● GOAL OF THE EXERCISE
Rewrite all the entries below, swapping every "one marker per instance" for "mark each one separately" and keeping everything else the same.

↓↓↓

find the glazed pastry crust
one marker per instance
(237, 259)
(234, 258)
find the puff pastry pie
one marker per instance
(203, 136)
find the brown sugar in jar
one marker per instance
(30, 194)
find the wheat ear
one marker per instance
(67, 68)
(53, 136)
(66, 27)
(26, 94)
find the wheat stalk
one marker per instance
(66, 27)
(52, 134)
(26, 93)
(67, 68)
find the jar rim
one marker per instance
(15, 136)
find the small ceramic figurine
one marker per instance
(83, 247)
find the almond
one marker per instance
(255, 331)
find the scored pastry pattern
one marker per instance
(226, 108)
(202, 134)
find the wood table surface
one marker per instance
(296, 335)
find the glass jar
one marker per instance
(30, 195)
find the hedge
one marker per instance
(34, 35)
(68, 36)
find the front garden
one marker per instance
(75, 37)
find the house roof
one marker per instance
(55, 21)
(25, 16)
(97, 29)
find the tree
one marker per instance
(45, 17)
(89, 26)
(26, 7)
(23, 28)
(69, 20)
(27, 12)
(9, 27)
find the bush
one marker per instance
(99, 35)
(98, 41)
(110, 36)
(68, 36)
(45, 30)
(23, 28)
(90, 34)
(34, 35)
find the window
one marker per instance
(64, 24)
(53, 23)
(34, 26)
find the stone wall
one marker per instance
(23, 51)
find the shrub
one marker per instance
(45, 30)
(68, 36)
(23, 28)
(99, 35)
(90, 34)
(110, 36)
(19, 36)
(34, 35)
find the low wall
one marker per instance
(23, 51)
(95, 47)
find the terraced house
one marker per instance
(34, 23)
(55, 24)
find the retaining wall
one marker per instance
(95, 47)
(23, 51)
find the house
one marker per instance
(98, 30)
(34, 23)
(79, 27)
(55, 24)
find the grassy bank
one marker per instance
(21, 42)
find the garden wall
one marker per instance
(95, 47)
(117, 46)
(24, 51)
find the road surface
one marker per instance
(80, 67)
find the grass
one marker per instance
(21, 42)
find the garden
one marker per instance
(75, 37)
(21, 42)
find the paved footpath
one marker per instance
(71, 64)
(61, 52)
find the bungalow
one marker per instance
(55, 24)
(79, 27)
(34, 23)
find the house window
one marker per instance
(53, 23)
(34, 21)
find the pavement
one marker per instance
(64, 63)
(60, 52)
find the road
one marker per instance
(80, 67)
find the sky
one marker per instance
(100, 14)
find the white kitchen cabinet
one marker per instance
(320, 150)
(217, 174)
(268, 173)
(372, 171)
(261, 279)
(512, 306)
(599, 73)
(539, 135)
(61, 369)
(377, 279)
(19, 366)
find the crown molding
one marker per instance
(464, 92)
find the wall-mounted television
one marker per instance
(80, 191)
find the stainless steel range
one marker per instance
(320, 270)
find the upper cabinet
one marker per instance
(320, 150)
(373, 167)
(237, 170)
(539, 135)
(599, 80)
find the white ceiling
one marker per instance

↑↑↑

● FINAL RESULT
find the glazed pastry crust
mark each one separately
(237, 259)
(234, 258)
find the puff pastry pie
mark each one separately
(203, 136)
find the brown sugar in jar
mark each one separately
(30, 194)
find the wheat ear
mark each one separately
(67, 68)
(53, 136)
(66, 27)
(26, 94)
find the wheat stalk
mark each one separately
(66, 27)
(52, 134)
(26, 93)
(67, 68)
find the jar rim
mark each one separately
(15, 136)
find the small ceramic figurine
mark each one separately
(83, 247)
find the almond
mark each one separately
(255, 331)
find the scored pastry pattern
mark each one separately
(226, 108)
(202, 134)
find the wood table surface
mark each one separately
(296, 335)
find the glass jar
mark each one separately
(30, 195)
find the hedge
mark each one separately
(34, 35)
(68, 36)
find the front garden
mark each one separately
(75, 37)
find the house roof
mark each one separately
(55, 21)
(25, 16)
(97, 29)
find the tree
mark each one separately
(45, 17)
(89, 26)
(26, 7)
(23, 28)
(69, 20)
(27, 12)
(9, 27)
find the bush
mark each one separately
(99, 35)
(98, 41)
(110, 36)
(68, 36)
(45, 30)
(23, 28)
(90, 34)
(34, 35)
find the window
mark each one separately
(64, 24)
(53, 23)
(34, 26)
find the stone wall
mark each one separately
(23, 51)
find the shrub
mark each one separately
(45, 30)
(68, 36)
(23, 28)
(99, 35)
(90, 34)
(110, 36)
(19, 36)
(34, 35)
find the low wall
mark each one separately
(23, 51)
(95, 47)
find the terraced house
mark each one separately
(34, 23)
(55, 24)
find the retaining wall
mark each one separately
(95, 47)
(23, 51)
find the house
mark each one separately
(98, 30)
(34, 23)
(79, 27)
(55, 24)
find the grassy bank
mark each one separately
(21, 42)
find the garden wall
mark each one separately
(95, 47)
(117, 46)
(24, 51)
find the road surface
mark each one separately
(80, 67)
find the grass
mark each one separately
(21, 42)
find the garden
mark each one separately
(75, 37)
(21, 42)
find the paved footpath
mark each one separately
(71, 64)
(61, 52)
find the bungalow
mark each one separately
(55, 24)
(79, 27)
(34, 23)
find the house window
mark each one separately
(53, 23)
(34, 21)
find the pavement
mark each one separately
(64, 63)
(60, 52)
find the road
mark each one separately
(80, 67)
find the sky
mark each one separately
(100, 14)
find the white kitchen cabinet
mark each one separately
(320, 150)
(217, 174)
(268, 173)
(372, 171)
(261, 279)
(512, 306)
(599, 73)
(539, 135)
(61, 369)
(377, 279)
(19, 366)
find the crown molding
mark each one separately
(464, 92)
find the wall-mounted television
mark each one separately
(80, 191)
find the stainless steel range
mark each one separately
(320, 270)
find the upper cabinet
mark each one separately
(320, 150)
(373, 167)
(237, 170)
(539, 135)
(599, 80)
find the white ceiling
mark each one separately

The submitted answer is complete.